Return every line of the records below word for word, with no changes of any kind.

[Collected data]

=-=-=

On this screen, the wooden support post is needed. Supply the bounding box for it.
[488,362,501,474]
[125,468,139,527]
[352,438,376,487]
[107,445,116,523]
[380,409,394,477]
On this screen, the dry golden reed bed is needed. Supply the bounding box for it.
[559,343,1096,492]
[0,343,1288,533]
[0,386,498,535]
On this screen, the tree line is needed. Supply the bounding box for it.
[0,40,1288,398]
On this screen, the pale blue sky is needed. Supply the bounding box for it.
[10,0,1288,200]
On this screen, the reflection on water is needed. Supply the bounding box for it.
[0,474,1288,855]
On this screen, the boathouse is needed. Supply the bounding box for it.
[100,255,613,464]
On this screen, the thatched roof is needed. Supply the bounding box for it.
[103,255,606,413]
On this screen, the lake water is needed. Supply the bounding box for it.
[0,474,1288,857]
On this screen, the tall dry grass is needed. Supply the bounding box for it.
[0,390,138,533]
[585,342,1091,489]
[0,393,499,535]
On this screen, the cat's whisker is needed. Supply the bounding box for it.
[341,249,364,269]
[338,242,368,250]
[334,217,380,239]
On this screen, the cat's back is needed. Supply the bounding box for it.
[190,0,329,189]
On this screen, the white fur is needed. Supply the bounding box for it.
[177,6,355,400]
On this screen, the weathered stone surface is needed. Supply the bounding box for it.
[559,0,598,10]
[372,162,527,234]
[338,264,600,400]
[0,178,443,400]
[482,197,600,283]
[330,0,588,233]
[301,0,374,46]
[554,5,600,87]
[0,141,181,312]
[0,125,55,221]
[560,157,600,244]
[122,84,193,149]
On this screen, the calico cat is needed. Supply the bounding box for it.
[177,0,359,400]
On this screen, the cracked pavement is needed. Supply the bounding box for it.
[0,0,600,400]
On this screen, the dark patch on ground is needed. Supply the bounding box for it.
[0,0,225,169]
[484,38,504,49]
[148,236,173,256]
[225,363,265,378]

=-=-=

COMPLETE ANSWER =>
On this screen, the wooden support post is needed. Supply the bounding box for it.
[488,362,501,474]
[125,468,139,527]
[352,438,376,487]
[107,445,116,523]
[380,409,394,477]
On this screen, the dry golden reed bed is needed. Supply the bounding box for it.
[559,343,1096,492]
[0,343,1288,533]
[0,386,498,535]
On this screen, the tree line is needed. Supply the bounding box for it.
[0,40,1288,398]
On this screen, the pale blue sky is needed. Supply the bounding box for it.
[10,0,1288,200]
On this screen, the reflection on water is needed. Supply the bounding box for it.
[0,474,1288,855]
On this screen, the boathouse is needed. Supply the bounding box for it.
[100,255,613,464]
On this screen, the thatched roof is needed. Supply the bounding box for it.
[103,255,606,413]
On this screen, the lake water is needed. Supply the bounding box for it.
[0,474,1288,857]
On this screen, the tall dry grass is needed. Supply the bounding box for it.
[0,390,138,533]
[585,342,1091,489]
[0,393,499,535]
On this screen, the cat's whisker is needed. Supply the bounding box for it.
[341,249,364,269]
[338,242,368,250]
[334,217,380,239]
On this screen, the cat's back is needed. Supply the bounding box for it.
[190,0,329,189]
On this screen, the white fur is needed. Supply the bounding box for it.
[177,6,355,400]
On this screen, the weathered stone surface is needed. Supply the bounding box for it.
[559,0,598,10]
[372,162,527,234]
[338,264,600,400]
[0,178,443,400]
[482,197,600,283]
[330,0,588,233]
[301,0,374,46]
[554,5,600,87]
[0,141,181,312]
[0,125,55,221]
[560,157,600,244]
[122,84,193,149]
On this screen, the calico cat is needed. Supply the bounding box for it.
[177,0,359,400]
On this screen, the cracked pavement is needed. Supply the bounding box for it.
[0,0,600,400]
On this screen, the dark patch on ground is needed. Supply the bounding box for it.
[0,0,225,169]
[484,38,504,49]
[148,236,173,256]
[225,363,265,378]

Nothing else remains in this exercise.